Task objective
Rewrite the passage on the Fed between "Stocks are up, jobs" and "shift in policy.", inclusive, replacing "consumer confidence" with "household sentiment".

Passage provided Start Marker

Has the Fed been friendly or not to the globe? That is the trillion dollar question. Until now, one would say somewhat friendly.
Stocks are up, jobs are being created, consumer confidence has rebounded and even Europe is alive (except for new car demand, as seen on Tuesday). However, there is a worrying layer of truth (truth in that there is data to support it) on the U.S. economy that we are about to come to realize more deeply as the Fed prepares to undertake a major shift in policy.
Bottom line: One has had to choose their investments much more carefully in the past three months, and I think selection will become tougher over the next 12 months. As we prepare to embark down a road named Fed that has not been traveled before, here are a couple macro reminders.

Passage provided End Marker
Data for analysis Start Marker

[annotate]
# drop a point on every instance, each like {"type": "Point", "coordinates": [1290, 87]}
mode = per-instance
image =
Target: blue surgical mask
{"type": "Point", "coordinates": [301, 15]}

Data for analysis End Marker
Data for analysis Start Marker

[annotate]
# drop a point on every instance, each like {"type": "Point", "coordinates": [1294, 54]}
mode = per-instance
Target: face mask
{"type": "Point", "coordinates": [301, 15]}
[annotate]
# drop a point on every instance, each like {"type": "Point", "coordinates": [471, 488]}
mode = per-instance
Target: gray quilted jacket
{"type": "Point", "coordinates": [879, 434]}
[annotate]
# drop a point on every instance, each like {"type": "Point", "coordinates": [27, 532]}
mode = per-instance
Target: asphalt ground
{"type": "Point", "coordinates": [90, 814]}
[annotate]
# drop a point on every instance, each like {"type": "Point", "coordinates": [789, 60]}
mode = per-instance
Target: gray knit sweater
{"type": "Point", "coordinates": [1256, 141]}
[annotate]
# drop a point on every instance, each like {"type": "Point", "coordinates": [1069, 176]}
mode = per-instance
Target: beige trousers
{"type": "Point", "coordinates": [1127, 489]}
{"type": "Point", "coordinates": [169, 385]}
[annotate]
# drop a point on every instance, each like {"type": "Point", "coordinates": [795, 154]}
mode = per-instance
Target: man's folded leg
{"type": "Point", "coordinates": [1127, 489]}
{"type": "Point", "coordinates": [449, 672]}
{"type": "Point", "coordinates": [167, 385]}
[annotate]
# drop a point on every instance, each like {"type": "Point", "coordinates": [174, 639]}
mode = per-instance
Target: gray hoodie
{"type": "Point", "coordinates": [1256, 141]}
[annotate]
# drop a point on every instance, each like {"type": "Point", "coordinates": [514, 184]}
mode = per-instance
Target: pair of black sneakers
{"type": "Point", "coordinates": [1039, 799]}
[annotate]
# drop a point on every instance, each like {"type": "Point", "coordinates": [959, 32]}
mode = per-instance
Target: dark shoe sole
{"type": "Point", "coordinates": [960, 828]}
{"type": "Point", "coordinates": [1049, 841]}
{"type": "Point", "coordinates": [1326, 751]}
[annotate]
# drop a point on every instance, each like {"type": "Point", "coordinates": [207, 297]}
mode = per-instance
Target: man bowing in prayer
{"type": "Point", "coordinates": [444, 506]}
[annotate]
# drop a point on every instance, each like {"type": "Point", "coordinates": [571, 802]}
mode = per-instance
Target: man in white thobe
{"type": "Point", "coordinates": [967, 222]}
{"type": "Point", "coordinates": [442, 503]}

Data for analysis End Marker

Solution for this problem
Stocks are up, jobs are being created, household sentiment has rebounded and even Europe is alive (except for new car demand, as seen on Tuesday). However, there is a worrying layer of truth (truth in that there is data to support it) on the U.S. economy that we are about to come to realize more deeply as the Fed prepares to undertake a major shift in policy.